Chocolate is a star ingredient in the sweet kitchen, turning brownies, cookies, cheesecakes and more into rich and fudgy treats. We've even made a Chocolate Risotto on the show! The kind of chocolate you use in your baking can make a huge difference, so it's important to understand what the different types are and the best ways to use them.Below you'll find a glossary of terms to help you out when you're chocolate shopping. To understand the labeling, it's important to know a bit about how chocolate is made. Chocolate comes from dried, cocoa beans that have been hulled and ground into a bitter paste called "chocolate liquor". This is either left plain or combined with sugar and cocoa butter - a fat also extracted from the cocoa bean. The chocolate liquor ratio in the final product determines the chocolate type and most importantly, its sweetness.
Here's a glossary on the different kinds:
Unsweetened: Also known as bitter or baking chocolate, this is pure chocolate liquor (99%) with no added sugar. As the name suggests, the taste is very bitter and it's almost always combined with sugar or another kind of chocolate in recipes. It adds a deep, chocolate flavour to baked goods, but because of its bitterness, it should not be substituted for other types of chocolate.
Milk Chocolate: This is often the preferred chocolate for snacking because it contains more sugar and is sweeter. As the name suggests, a milk product such as dry milk powder or condensed milk is also added for extra creaminess. Because of its high sugar and milk content, it should not be substituted for other chocolates, unless as chocolate chips. Milk chocolate is perfect for candies, icings, puddings and pies - and the ever-popular chocolate chip cookie!

****************************************

## Goals
A. List every food the chocolate guide says milk chocolate is perfect for.
B. Answer these questions from the chocolate guide:
(i) What is the bitter paste made from hulled, ground cocoa beans called?
(ii) What percentage of chocolate liquor does unsweetened chocolate contain?
(iii) Which milk products does the guide name as added to milk chocolate?
C. Rewrite the stretch of the chocolate guide from "Chocolate is a" through "importantly, its sweetness.", swapping "bitter paste" for "dark paste".

****************************************

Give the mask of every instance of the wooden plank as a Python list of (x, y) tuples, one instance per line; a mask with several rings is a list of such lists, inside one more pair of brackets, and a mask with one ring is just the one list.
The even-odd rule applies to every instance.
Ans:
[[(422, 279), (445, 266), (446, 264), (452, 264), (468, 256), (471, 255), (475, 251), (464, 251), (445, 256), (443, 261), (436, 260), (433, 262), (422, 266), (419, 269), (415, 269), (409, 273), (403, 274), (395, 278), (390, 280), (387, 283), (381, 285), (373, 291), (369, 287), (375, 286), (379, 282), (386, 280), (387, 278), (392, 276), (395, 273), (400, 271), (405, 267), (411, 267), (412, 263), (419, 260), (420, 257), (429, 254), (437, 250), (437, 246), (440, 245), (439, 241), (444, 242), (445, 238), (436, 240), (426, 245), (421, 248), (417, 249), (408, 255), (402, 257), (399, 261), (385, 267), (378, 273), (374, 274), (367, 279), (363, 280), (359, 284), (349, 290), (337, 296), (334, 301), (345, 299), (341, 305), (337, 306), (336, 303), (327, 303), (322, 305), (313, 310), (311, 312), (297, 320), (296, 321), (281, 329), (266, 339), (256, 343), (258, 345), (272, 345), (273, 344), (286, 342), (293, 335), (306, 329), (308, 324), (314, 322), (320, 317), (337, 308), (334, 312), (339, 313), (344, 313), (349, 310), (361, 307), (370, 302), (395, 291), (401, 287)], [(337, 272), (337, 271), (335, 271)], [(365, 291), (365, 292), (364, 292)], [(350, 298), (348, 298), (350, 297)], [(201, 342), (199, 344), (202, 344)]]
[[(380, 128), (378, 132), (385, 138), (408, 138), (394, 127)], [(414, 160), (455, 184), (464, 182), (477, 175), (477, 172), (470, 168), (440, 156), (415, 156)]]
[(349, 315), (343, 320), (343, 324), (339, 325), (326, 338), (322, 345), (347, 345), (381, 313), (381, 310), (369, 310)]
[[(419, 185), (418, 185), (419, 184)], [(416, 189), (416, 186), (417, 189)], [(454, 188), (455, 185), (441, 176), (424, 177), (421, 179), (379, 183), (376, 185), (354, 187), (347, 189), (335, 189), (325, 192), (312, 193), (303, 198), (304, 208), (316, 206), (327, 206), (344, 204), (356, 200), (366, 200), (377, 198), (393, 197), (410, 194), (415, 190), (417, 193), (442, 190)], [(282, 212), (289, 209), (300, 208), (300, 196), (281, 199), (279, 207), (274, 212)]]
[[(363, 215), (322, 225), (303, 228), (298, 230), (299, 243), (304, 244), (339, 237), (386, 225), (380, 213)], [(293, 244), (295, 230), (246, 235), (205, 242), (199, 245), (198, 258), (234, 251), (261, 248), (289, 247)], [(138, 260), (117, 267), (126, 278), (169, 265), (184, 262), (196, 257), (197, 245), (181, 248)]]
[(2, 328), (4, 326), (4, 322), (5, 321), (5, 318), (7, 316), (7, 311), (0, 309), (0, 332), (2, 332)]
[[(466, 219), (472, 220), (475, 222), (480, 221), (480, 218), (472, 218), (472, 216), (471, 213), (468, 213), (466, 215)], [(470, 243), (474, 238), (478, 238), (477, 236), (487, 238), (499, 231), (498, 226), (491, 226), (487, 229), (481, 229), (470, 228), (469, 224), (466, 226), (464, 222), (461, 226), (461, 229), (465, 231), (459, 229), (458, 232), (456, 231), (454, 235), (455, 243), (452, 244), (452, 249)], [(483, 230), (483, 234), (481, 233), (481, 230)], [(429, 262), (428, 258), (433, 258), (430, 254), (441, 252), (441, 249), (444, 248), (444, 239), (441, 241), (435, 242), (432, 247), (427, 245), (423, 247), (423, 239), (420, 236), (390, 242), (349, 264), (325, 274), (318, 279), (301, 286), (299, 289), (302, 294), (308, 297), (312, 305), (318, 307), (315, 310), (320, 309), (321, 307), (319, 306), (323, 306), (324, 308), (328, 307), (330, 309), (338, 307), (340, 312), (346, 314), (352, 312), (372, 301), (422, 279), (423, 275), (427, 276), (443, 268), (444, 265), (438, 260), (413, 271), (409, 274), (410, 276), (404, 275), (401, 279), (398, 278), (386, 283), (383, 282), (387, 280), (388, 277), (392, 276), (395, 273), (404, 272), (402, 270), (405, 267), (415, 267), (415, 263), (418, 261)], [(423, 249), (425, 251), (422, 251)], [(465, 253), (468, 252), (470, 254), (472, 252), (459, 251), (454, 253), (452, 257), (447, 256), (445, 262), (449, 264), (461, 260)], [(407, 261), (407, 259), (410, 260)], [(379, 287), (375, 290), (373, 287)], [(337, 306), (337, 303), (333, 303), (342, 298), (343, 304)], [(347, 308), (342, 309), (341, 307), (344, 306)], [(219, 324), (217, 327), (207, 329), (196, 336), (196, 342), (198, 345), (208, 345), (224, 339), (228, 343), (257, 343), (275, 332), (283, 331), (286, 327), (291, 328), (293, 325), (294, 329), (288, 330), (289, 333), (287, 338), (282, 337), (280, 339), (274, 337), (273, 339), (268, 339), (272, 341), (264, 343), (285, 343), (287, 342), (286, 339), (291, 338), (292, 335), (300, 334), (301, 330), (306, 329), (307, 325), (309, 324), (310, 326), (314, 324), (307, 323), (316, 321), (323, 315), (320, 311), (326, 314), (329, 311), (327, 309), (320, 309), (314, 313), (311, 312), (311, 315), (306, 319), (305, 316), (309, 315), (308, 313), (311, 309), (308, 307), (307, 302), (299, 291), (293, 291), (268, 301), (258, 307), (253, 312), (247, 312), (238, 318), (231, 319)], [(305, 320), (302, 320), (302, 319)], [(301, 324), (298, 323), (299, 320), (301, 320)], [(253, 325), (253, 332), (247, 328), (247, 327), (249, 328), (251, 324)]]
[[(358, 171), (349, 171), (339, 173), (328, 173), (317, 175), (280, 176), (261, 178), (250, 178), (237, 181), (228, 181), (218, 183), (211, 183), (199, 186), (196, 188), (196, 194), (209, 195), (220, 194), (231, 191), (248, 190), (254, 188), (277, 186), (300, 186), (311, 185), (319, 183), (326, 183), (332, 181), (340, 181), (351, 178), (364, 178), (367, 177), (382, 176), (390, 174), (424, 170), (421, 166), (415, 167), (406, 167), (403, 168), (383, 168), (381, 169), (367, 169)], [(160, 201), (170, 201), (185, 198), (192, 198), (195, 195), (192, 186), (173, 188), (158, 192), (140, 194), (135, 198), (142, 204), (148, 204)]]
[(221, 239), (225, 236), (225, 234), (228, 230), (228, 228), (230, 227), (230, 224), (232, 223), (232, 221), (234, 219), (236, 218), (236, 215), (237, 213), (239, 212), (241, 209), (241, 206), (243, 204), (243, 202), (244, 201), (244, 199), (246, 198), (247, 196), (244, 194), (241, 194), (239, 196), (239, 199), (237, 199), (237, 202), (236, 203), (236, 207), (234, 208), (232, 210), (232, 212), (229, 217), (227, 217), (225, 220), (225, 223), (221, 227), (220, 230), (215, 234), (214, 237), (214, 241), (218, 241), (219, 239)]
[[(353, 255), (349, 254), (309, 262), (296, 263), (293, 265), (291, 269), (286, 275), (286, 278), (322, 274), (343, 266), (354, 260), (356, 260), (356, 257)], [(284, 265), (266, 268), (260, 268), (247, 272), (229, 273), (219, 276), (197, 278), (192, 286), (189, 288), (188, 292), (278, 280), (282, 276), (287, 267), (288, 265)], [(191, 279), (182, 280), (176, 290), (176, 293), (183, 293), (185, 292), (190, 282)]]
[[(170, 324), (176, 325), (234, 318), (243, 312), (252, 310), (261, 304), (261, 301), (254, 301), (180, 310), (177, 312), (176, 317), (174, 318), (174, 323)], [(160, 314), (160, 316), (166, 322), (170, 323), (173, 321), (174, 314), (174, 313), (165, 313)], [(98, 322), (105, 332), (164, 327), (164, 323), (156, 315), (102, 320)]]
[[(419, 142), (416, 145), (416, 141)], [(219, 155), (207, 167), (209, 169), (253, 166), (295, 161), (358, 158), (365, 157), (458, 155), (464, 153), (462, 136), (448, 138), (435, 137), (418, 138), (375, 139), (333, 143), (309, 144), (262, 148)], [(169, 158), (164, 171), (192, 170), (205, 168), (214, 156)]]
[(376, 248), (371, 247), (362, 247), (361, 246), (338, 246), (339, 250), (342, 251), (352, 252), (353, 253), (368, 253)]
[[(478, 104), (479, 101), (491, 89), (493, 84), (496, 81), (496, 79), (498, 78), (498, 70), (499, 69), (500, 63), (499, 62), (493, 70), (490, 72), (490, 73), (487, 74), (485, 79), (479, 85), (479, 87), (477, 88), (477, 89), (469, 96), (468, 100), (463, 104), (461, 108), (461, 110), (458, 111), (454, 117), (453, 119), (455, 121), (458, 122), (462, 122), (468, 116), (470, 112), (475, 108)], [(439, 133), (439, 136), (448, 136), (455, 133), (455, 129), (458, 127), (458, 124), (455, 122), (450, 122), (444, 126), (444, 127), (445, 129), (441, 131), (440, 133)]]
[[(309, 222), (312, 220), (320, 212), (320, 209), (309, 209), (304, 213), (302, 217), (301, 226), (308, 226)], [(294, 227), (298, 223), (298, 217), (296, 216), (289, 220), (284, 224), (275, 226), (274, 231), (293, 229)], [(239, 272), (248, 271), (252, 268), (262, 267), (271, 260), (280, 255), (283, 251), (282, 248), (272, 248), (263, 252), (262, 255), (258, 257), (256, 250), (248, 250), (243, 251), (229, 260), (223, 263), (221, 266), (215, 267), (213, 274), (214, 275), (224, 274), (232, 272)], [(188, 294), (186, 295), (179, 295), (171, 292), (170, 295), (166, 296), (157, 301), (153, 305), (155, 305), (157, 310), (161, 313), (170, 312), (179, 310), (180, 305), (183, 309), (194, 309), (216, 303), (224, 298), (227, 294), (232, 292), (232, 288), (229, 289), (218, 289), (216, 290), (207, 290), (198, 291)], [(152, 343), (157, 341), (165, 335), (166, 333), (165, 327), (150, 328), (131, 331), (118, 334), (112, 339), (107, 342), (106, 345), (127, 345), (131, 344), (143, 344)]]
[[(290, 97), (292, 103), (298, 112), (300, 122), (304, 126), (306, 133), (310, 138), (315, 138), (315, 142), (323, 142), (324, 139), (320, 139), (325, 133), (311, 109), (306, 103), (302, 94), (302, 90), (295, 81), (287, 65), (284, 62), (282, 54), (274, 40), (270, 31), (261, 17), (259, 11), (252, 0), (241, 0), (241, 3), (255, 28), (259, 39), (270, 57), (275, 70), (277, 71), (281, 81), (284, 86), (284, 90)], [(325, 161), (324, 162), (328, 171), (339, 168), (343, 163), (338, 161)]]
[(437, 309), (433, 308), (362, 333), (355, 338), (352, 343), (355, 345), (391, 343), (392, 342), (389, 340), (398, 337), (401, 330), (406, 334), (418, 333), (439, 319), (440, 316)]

****************************************

## In response
A. Candies, icings, puddings, pies, and chocolate chip cookies.

B.
(i) Chocolate liquor.
(ii) 99%.
(iii) Dry milk powder or condensed milk.

C.
Chocolate is a star ingredient in the sweet kitchen, turning brownies, cookies, cheesecakes and more into rich and fudgy treats. We've even made a Chocolate Risotto on the show! The kind of chocolate you use in your baking can make a huge difference, so it's important to understand what the different types are and the best ways to use them.Below you'll find a glossary of terms to help you out when you're chocolate shopping. To understand the labeling, it's important to know a bit about how chocolate is made. Chocolate comes from dried, cocoa beans that have been hulled and ground into a dark paste called "chocolate liquor". This is either left plain or combined with sugar and cocoa butter - a fat also extracted from the cocoa bean. The chocolate liquor ratio in the final product determines the chocolate type and most importantly, its sweetness.